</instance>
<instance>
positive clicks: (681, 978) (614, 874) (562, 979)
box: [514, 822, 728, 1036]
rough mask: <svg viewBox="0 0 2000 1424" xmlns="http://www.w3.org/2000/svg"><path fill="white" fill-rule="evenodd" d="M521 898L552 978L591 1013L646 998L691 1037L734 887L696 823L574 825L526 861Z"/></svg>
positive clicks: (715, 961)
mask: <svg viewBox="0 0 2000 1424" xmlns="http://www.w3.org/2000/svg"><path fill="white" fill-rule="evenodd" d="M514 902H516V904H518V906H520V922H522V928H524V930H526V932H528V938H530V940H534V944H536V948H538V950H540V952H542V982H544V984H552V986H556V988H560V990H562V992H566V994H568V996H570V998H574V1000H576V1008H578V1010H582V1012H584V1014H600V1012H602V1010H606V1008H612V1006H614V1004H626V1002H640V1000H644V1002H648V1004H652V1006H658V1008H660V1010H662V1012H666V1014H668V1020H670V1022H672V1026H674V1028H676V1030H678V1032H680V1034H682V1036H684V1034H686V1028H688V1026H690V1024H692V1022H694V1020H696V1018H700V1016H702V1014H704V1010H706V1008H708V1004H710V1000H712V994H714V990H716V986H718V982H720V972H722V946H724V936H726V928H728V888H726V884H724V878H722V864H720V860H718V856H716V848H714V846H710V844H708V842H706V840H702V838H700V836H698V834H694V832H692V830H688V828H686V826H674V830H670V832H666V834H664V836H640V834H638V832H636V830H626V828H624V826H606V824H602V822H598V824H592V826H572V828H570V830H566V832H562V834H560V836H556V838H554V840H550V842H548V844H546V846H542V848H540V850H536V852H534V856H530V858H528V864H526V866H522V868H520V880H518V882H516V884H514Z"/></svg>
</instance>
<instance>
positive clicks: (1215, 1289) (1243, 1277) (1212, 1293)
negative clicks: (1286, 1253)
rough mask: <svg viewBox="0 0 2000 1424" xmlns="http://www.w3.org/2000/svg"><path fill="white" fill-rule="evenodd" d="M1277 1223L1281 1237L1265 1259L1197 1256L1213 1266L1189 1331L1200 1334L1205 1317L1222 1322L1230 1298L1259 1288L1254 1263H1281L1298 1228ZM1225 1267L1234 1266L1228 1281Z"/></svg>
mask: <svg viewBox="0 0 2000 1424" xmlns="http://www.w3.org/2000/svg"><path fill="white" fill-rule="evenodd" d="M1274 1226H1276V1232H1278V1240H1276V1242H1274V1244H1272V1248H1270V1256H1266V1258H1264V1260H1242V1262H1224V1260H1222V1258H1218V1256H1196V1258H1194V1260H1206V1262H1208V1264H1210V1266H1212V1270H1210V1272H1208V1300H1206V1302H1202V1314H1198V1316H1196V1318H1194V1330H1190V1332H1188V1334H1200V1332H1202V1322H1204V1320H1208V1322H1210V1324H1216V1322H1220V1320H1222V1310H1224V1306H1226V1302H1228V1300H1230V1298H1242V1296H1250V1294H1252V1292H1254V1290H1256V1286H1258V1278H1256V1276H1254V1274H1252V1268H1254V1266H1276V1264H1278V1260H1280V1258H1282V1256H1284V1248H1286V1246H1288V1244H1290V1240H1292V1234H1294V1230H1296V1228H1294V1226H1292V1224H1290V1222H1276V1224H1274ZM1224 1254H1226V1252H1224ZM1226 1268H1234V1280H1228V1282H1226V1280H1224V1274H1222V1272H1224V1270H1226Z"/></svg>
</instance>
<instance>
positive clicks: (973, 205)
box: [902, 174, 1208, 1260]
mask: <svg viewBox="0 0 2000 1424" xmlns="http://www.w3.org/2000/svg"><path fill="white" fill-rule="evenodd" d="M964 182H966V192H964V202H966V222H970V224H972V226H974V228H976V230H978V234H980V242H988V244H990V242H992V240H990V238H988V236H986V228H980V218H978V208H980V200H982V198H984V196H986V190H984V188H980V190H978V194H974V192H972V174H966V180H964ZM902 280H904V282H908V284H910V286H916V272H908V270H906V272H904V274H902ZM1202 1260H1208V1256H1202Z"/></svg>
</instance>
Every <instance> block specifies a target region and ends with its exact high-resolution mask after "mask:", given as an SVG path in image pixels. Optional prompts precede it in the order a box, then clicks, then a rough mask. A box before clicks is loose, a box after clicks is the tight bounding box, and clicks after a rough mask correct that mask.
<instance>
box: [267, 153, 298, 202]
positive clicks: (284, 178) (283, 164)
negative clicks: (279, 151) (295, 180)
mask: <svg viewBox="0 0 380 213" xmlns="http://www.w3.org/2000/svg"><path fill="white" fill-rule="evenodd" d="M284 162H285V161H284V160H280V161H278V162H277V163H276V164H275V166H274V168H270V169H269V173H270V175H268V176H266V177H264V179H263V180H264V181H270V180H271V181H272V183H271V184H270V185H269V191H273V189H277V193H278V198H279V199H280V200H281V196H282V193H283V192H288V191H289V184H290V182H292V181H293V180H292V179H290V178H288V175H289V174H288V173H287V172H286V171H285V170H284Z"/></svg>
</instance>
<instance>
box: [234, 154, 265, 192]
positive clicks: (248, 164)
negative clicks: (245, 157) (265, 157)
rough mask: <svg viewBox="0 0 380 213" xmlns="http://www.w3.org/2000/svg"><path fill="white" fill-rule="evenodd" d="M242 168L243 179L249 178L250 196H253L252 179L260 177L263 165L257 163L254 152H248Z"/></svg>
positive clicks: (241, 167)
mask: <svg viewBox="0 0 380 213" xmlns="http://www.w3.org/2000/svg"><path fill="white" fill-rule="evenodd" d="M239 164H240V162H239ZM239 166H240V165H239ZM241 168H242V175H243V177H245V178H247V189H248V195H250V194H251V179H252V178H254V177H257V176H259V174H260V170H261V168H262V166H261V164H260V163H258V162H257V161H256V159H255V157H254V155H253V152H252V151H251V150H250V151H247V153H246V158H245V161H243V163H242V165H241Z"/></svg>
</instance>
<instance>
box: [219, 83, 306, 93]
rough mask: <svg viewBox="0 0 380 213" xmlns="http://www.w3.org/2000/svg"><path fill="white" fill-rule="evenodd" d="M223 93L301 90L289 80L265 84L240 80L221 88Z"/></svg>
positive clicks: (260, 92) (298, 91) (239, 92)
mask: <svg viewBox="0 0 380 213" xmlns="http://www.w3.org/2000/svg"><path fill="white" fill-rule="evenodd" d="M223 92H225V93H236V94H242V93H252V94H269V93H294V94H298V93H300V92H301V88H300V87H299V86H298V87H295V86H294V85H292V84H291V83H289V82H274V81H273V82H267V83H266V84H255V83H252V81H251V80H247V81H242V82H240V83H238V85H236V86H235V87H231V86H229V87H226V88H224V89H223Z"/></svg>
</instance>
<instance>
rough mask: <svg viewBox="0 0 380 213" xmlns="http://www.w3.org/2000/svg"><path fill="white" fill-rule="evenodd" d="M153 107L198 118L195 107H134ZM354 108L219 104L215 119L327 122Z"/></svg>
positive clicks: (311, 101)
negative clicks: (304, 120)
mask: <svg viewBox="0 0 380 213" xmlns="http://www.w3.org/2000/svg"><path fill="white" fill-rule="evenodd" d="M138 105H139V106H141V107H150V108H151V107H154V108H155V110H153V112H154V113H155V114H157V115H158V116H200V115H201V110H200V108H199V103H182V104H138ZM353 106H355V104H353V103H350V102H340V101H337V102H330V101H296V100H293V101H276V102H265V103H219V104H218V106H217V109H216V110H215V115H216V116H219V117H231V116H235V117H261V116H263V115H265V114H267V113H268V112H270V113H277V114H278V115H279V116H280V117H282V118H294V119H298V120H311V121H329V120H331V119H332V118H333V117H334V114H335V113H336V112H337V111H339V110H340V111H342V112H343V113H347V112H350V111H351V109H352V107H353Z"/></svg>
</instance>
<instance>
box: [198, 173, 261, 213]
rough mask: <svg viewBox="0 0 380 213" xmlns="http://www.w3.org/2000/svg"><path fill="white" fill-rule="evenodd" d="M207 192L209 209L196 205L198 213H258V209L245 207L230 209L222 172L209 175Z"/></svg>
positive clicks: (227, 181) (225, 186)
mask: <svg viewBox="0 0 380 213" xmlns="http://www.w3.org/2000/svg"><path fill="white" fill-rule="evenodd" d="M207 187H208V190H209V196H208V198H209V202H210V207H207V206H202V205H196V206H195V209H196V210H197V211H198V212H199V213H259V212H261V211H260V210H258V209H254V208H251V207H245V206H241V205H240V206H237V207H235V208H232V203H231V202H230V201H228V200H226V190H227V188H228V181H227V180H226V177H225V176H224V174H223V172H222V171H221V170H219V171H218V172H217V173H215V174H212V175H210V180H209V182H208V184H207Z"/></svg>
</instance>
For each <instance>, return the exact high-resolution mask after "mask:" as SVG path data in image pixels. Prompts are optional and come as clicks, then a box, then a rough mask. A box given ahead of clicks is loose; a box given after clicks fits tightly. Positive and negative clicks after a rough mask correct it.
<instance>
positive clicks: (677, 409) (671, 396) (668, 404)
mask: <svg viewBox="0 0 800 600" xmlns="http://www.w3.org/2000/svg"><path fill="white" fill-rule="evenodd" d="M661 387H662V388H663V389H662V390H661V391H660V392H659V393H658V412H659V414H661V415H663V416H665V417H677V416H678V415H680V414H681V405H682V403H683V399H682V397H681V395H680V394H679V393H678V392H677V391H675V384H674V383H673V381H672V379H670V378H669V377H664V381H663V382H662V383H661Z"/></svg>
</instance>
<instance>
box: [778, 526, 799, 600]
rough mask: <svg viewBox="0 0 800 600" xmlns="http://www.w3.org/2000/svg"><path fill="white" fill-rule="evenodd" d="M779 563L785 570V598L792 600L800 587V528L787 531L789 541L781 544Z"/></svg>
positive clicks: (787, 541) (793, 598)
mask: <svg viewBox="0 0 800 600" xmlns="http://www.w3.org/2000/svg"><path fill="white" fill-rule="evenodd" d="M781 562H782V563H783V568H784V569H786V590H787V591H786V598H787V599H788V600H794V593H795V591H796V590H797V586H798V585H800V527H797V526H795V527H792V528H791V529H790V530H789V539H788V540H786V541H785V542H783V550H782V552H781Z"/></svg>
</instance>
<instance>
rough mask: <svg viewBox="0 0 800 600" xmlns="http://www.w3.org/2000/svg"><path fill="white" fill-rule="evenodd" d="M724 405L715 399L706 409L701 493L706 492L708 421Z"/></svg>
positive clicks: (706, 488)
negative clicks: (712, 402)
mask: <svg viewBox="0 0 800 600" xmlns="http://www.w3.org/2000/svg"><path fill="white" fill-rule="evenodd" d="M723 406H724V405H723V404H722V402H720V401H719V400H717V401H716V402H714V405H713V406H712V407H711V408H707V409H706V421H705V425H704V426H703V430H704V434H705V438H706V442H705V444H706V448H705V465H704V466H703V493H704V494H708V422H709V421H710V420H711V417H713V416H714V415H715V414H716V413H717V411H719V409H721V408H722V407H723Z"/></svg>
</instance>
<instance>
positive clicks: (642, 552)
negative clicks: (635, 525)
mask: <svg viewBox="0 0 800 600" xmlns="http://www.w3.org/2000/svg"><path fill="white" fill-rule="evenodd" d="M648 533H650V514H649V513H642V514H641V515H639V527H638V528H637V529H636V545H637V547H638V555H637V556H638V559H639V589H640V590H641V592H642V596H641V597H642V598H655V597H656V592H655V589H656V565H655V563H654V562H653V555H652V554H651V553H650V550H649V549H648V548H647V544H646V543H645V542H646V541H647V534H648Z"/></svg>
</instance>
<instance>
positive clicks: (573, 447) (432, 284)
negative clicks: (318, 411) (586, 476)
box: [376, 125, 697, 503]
━━━━━━━━━━━━━━━━━━━━
Task — All lines from the opening of the listing above through the line that contains "898L552 978L591 1013L646" should be given again exactly, and nothing more.

Written answer —
</instance>
<instance>
positive clicks: (681, 978) (614, 874) (562, 979)
box: [514, 822, 728, 1036]
rough mask: <svg viewBox="0 0 2000 1424" xmlns="http://www.w3.org/2000/svg"><path fill="white" fill-rule="evenodd" d="M521 898L552 978L591 1013L646 998L691 1037L734 887L696 823L574 825L526 861Z"/></svg>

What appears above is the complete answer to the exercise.